*EXTRAIT DU DOCUMENT:*
Sujet : « Vous ferez le commentaire de la fable « Le loup et le chien « de La Fontaine.

 

Note et appréciations :

 

Un apologue, récit à portée moralisatrice, est destiné à faire réfléchir sur un comportement ou une pensée. La fable, genre rattaché à l’apologue, a pour particularité de comporter un double statut narratif et démonstratif. En effet dans la préface des Fables, La Fontaine a dit « l’apologue est composé de deux parties dont on peut appelé l’une le corps, l’autre l’âme, le corps est la fable, l’âme la moralité «. Une fable a, de plus, généralement pour fonction de répondre à l’adage « plaire et instruire «, elle corrige les mœurs par le rire « castigat ridendo mores «. Jean de La Fontaine (1621-1695), grand fabuliste du XVIIe siècle et donc de la période classique, entretînt d’étroits rapports avec Louis XIV. En effet, la situation de l’écrivain au XVIIe siècle n’étant pas aisée, La Fontaine dû devenir écrivain au service de la cour bien qu’il fut issu de la noblesse de robe. Il fut cependant tout au long de sa vie le fidèle défenseur de son mécène et ami, Fouquet, surintendant des finances disgracié par le Roi Soleil. Son œuvre la plus connue, Les Fables, éditée pour la première fois en 1668 et pour la dernière fois posthumément en 1696, est constituée de deux blocs. Le premier regroupe les fables des livres I à VI, dites simples, adressées au dauphin. Quant au deuxième, il rassemble les fables des livres VII à XII, annoncées comme plus complexes, à orientation politique et philosophique. Elles sont adressées à Madame de Montespan, favorite de Louis XIV. « Le Loup et le Chien «, cinquième fable du livre I, met en scène deux protagonistes animaliers communs à ce genre depuis le Moyen Age et est inspirée des Fables d’Esope et des œuvres de Phèdre.

*DONNÉES FOURNIES:*

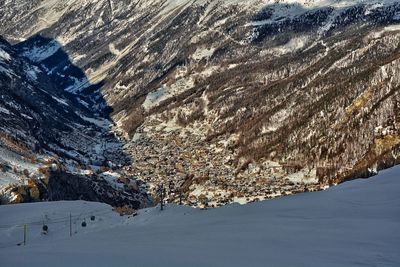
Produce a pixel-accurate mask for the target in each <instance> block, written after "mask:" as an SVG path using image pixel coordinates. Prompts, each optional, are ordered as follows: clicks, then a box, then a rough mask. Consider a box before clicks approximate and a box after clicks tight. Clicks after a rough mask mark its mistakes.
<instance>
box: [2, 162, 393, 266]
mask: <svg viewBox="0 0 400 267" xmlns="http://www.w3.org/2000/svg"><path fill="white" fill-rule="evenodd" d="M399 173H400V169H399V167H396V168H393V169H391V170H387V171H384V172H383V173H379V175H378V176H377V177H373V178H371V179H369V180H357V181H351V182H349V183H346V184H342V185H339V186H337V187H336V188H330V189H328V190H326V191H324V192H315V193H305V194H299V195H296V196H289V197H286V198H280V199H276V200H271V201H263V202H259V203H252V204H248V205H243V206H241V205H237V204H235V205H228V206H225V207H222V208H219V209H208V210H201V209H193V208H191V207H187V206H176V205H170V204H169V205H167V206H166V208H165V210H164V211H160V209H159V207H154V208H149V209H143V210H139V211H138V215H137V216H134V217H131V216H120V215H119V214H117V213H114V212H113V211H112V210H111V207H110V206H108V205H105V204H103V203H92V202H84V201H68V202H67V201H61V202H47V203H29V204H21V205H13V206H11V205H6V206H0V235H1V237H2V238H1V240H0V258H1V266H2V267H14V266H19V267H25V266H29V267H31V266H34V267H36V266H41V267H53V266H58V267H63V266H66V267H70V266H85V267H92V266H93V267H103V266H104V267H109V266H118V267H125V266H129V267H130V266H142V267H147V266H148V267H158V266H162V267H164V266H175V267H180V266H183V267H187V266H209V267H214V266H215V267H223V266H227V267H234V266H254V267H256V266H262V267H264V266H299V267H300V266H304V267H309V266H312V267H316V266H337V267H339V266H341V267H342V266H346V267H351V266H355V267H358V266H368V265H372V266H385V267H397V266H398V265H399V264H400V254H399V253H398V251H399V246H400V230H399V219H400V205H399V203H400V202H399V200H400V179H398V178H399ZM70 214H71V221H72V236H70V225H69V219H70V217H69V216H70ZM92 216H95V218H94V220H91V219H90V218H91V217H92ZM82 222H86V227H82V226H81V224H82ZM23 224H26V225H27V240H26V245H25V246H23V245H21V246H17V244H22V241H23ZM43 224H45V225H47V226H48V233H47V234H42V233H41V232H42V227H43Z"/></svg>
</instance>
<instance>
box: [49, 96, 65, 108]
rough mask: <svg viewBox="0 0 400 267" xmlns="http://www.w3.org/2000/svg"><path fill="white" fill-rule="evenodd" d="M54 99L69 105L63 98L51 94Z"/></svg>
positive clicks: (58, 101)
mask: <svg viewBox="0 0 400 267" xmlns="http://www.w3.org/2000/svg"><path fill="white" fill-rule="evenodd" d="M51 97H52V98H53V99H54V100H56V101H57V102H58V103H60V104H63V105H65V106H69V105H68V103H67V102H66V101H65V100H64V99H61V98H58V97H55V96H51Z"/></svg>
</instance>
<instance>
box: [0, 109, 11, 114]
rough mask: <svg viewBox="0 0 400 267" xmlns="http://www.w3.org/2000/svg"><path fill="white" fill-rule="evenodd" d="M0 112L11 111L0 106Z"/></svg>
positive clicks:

*CONSIGNE:*
Selon l'extrait du document, pourquoi La Fontaine a-t-il dû se mettre au service de la cour comme écrivain ? Répondez en une à trois phrases.

*VOTRE RÉPONSE:*
La Fontaine a dû devenir écrivain au service de la cour parce que la situation de l'écrivain n'était pas facile au XVIIe siècle. Il a pris ce chemin même s'il venait de la noblesse de robe.